_DATA PROVIDED_
*** Begin section ***
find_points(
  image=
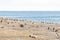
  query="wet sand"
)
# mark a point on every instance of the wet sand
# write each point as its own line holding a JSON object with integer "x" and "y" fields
{"x": 14, "y": 29}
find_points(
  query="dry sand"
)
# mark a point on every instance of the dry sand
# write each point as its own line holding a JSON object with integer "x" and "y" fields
{"x": 14, "y": 29}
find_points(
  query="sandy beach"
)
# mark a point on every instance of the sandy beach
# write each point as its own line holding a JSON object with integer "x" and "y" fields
{"x": 14, "y": 29}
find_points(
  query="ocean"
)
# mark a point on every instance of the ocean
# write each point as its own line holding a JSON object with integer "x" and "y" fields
{"x": 37, "y": 16}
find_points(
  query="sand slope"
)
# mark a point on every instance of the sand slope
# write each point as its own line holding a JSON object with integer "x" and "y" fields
{"x": 14, "y": 29}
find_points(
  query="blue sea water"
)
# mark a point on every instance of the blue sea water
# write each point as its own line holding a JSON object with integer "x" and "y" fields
{"x": 38, "y": 16}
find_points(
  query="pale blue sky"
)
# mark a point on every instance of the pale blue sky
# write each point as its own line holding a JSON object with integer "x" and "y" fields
{"x": 29, "y": 13}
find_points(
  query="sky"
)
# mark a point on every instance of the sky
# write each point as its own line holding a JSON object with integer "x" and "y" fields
{"x": 29, "y": 13}
{"x": 29, "y": 5}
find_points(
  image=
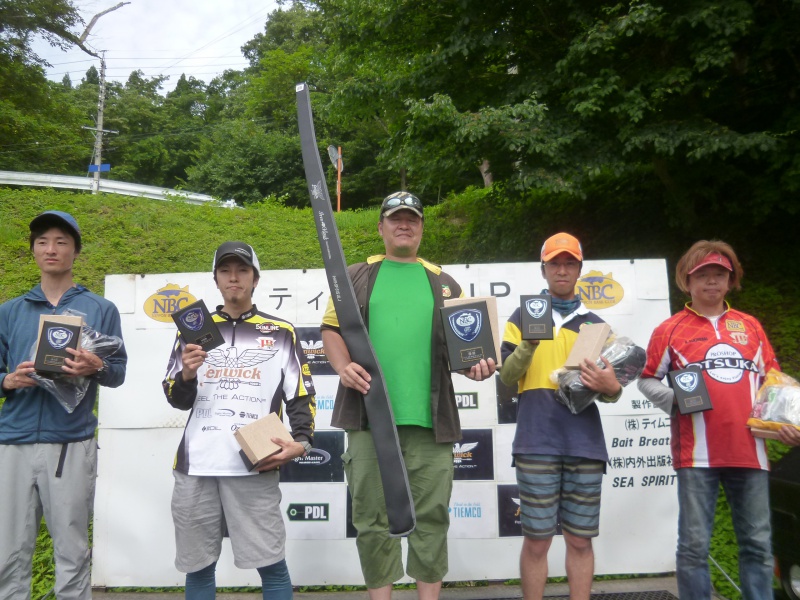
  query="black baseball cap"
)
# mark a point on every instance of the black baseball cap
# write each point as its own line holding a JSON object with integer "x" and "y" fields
{"x": 401, "y": 201}
{"x": 60, "y": 219}
{"x": 244, "y": 252}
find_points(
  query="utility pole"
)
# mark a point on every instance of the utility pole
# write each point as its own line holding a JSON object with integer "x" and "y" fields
{"x": 98, "y": 128}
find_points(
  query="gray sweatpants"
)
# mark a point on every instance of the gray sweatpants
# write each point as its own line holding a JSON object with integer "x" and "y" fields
{"x": 29, "y": 488}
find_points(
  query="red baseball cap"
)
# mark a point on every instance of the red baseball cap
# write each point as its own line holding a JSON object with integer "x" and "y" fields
{"x": 561, "y": 242}
{"x": 715, "y": 258}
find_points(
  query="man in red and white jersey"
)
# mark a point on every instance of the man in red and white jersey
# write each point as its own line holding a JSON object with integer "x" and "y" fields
{"x": 715, "y": 446}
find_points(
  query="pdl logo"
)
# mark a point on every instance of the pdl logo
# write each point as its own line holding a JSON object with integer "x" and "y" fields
{"x": 467, "y": 400}
{"x": 687, "y": 381}
{"x": 536, "y": 307}
{"x": 58, "y": 337}
{"x": 308, "y": 512}
{"x": 166, "y": 301}
{"x": 466, "y": 324}
{"x": 193, "y": 319}
{"x": 599, "y": 291}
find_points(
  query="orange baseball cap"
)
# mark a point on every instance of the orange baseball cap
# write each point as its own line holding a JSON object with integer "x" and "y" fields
{"x": 561, "y": 242}
{"x": 715, "y": 258}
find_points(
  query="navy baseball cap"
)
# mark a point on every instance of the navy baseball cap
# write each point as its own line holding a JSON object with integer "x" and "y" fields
{"x": 244, "y": 252}
{"x": 61, "y": 219}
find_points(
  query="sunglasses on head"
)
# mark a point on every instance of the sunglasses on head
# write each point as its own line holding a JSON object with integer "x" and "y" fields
{"x": 412, "y": 201}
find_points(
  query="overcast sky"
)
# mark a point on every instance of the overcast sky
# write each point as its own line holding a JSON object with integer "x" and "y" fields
{"x": 201, "y": 38}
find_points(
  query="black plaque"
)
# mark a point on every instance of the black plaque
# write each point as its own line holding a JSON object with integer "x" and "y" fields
{"x": 54, "y": 340}
{"x": 469, "y": 334}
{"x": 690, "y": 390}
{"x": 197, "y": 327}
{"x": 536, "y": 317}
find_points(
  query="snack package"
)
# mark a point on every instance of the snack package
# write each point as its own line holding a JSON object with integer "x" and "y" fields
{"x": 628, "y": 361}
{"x": 777, "y": 403}
{"x": 69, "y": 390}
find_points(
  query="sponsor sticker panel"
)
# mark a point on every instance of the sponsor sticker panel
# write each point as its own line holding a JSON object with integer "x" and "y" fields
{"x": 326, "y": 386}
{"x": 322, "y": 464}
{"x": 473, "y": 456}
{"x": 311, "y": 342}
{"x": 472, "y": 510}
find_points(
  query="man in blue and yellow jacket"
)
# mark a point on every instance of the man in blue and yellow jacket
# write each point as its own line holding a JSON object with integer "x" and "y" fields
{"x": 560, "y": 457}
{"x": 48, "y": 456}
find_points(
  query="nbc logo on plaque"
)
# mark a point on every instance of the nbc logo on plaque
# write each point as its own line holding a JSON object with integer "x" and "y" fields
{"x": 193, "y": 319}
{"x": 59, "y": 337}
{"x": 466, "y": 324}
{"x": 687, "y": 381}
{"x": 468, "y": 332}
{"x": 536, "y": 307}
{"x": 690, "y": 390}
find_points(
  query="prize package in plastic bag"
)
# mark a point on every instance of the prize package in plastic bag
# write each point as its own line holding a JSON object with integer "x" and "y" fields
{"x": 628, "y": 361}
{"x": 70, "y": 390}
{"x": 777, "y": 403}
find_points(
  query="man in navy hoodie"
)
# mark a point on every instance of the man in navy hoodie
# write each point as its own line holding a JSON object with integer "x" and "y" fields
{"x": 48, "y": 457}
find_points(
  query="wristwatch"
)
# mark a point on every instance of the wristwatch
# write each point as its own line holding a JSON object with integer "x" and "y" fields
{"x": 104, "y": 369}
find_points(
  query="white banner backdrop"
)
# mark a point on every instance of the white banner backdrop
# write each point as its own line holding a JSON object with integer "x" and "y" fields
{"x": 139, "y": 434}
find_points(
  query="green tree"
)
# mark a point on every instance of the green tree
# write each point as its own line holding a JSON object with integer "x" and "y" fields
{"x": 689, "y": 100}
{"x": 21, "y": 20}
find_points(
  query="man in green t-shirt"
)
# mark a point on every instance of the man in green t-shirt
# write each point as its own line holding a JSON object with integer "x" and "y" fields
{"x": 400, "y": 295}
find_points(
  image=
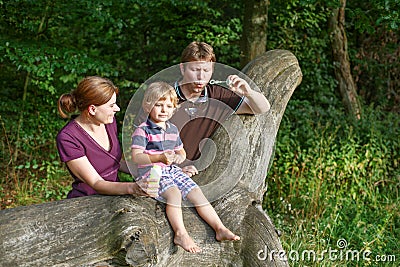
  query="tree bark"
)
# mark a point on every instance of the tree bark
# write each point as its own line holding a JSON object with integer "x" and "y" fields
{"x": 254, "y": 37}
{"x": 134, "y": 231}
{"x": 341, "y": 62}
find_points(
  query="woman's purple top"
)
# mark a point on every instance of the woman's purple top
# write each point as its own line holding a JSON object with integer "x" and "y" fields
{"x": 74, "y": 142}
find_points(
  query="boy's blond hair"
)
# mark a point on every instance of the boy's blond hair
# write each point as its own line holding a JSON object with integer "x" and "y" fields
{"x": 158, "y": 91}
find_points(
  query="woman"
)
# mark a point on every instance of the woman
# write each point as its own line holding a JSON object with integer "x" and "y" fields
{"x": 89, "y": 144}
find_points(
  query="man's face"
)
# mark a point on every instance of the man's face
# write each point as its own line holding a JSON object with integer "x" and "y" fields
{"x": 197, "y": 74}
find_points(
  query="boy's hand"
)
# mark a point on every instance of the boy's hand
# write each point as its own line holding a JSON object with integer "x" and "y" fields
{"x": 149, "y": 186}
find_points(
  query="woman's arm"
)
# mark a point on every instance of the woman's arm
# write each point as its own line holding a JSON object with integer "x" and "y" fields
{"x": 82, "y": 169}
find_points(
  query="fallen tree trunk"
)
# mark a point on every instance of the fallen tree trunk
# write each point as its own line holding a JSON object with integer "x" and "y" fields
{"x": 134, "y": 231}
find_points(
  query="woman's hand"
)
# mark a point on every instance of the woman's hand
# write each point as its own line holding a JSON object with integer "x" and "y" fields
{"x": 190, "y": 170}
{"x": 148, "y": 187}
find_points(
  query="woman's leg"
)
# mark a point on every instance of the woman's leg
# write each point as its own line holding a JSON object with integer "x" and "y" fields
{"x": 175, "y": 218}
{"x": 207, "y": 212}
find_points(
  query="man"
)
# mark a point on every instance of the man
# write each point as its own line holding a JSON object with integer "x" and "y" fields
{"x": 203, "y": 105}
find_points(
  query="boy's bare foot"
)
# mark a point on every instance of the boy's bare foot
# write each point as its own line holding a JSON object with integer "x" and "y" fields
{"x": 186, "y": 242}
{"x": 224, "y": 234}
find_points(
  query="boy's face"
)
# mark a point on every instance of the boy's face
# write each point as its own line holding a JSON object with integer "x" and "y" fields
{"x": 197, "y": 74}
{"x": 162, "y": 110}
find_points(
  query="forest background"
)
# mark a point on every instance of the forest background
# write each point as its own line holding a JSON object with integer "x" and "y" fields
{"x": 334, "y": 178}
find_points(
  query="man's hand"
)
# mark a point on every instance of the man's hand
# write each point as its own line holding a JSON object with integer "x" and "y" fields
{"x": 190, "y": 170}
{"x": 149, "y": 186}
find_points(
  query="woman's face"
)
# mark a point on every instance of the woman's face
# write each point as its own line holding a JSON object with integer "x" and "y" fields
{"x": 105, "y": 113}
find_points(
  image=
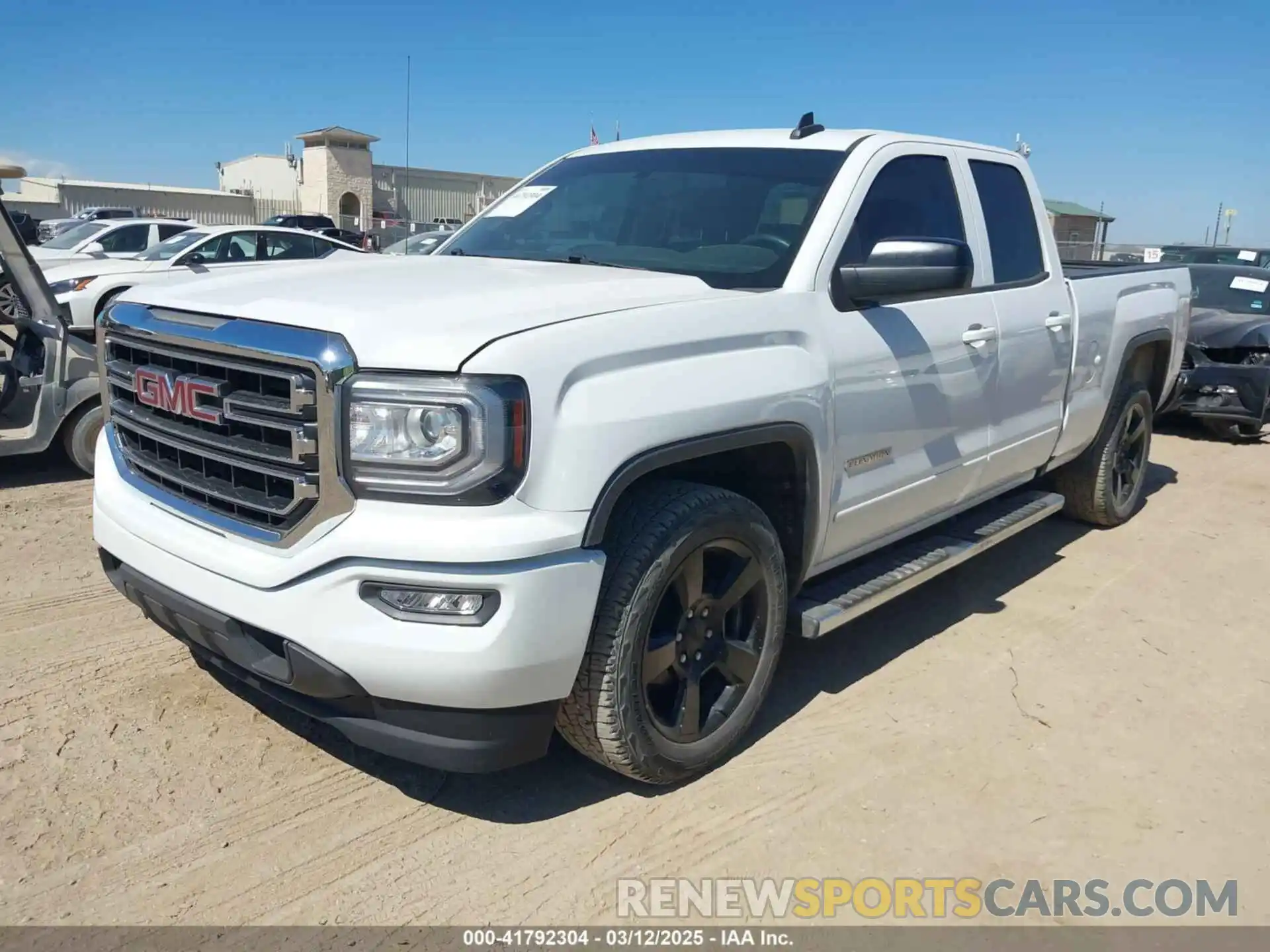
*** End section ***
_TASK REQUIREMENTS_
Lines holding the word "package" in the entries above are the ones to pull out. Copy them all.

_THE ANSWER_
  query="snack package"
# mark a point on every instance of the snack package
  query="prize package in plastic bag"
# mark a point on every instance of the prize package in plastic bag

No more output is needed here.